DATA SHOWN:
┌────────

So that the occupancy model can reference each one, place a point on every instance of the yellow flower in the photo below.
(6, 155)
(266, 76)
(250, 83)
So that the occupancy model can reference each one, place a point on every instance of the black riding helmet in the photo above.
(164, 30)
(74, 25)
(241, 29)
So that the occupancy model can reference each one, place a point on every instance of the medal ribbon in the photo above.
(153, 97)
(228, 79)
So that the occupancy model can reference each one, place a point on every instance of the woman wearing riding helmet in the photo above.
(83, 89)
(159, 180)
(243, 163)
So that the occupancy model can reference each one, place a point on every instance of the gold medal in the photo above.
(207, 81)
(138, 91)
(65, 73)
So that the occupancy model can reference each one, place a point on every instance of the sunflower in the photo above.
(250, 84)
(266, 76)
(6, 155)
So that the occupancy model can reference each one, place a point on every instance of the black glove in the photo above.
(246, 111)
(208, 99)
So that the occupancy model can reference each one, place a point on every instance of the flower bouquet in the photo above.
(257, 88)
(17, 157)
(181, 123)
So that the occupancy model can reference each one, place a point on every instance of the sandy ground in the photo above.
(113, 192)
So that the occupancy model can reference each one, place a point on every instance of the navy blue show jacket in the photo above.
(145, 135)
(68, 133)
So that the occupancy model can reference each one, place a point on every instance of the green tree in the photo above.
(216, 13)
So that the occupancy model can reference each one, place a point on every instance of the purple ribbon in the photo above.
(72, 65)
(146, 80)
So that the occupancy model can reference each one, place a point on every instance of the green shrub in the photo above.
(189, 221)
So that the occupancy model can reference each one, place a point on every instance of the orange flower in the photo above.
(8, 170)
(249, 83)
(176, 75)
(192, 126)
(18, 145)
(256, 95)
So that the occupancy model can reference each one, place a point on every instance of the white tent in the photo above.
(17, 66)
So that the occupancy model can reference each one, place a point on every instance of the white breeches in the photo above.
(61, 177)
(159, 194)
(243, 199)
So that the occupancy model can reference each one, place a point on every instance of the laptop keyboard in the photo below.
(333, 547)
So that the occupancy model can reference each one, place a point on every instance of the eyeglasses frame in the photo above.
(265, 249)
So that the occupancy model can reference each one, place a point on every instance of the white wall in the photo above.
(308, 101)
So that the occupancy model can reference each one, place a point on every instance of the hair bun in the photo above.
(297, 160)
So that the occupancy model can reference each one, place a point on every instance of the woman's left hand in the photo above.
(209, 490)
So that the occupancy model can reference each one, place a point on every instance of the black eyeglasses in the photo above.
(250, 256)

└────────

DO THIS: Repeat the lines above exactly.

OUTPUT FOR THIS EXERCISE:
So that the occupancy model can reference each one, place a point on every instance of the yellow flower in the photo below.
(6, 155)
(266, 76)
(250, 83)
So that the occupancy model can reference each one, place a point on every instance of the black riding helmet in the photo above.
(164, 30)
(74, 25)
(241, 29)
So that the occupancy model can reference each one, place a point on every instance of the medal ribbon in the photo above.
(153, 97)
(228, 79)
So that the occupancy model can reference each one, place a point on every instance of the woman wearing riding helmet in the photo above.
(83, 89)
(159, 180)
(243, 163)
So that the occupancy model can reference each one, place a point on every instance of the gold medal in the photo above.
(207, 81)
(138, 91)
(65, 73)
So that the occupancy model can reference each one, place a point on every instance of the sunflower in the photo above.
(250, 84)
(266, 76)
(6, 155)
So that the occupancy model can reference each one, place a point on every instance of the black glove in the photo above.
(246, 111)
(208, 99)
So that the occupancy model can reference each one, place a point on every instance of the flower bouquet in the photo above.
(257, 88)
(17, 157)
(181, 123)
So that the occupancy model can reference each one, place a point on every instance of the sandy ground in the photo above.
(113, 192)
So that the occupancy model can reference each one, place a point on every instance of the navy blue show jacket in the photo above.
(145, 135)
(68, 133)
So that the occupancy model can reference each one, place a point on every instance of the green tree in the photo above.
(216, 13)
So that the occupancy model can reference each one, place a point on every instance of the purple ribbon in the photo above.
(72, 65)
(146, 80)
So that the occupancy model can reference each one, place a point on every instance of the green shrub in the photo above.
(189, 221)
So that the occupancy model can reference each one, place a point on every instance of the orange flower in the photo above.
(8, 170)
(249, 83)
(176, 75)
(192, 126)
(18, 145)
(256, 95)
So that the occupancy model can reference each one, place a point on every instance of the white tent in the photo above.
(17, 66)
So that the occupancy model can reference each one, place a point on every instance of the white breeches in the photo above.
(61, 177)
(159, 194)
(243, 199)
So that the occupancy model can reference each one, place a point on every instance of the laptop keyboard in the photo below.
(333, 547)
So that the occupancy model can reference each one, place a point on every instance of the eyeglasses frame in the photo above.
(265, 249)
So that the occupancy model can reference each one, place a point on every instance of the white wall in the photo above.
(308, 101)
So that the occupancy model can reference each one, place a point on every instance of the hair bun in the photo above.
(297, 160)
So that the occupancy model can reference each one, place a point on every instance of the woman's left hand in the photo above.
(209, 490)
So that the occupancy model can reference each one, place a point on every instance of the black eyeglasses in the photo above.
(250, 256)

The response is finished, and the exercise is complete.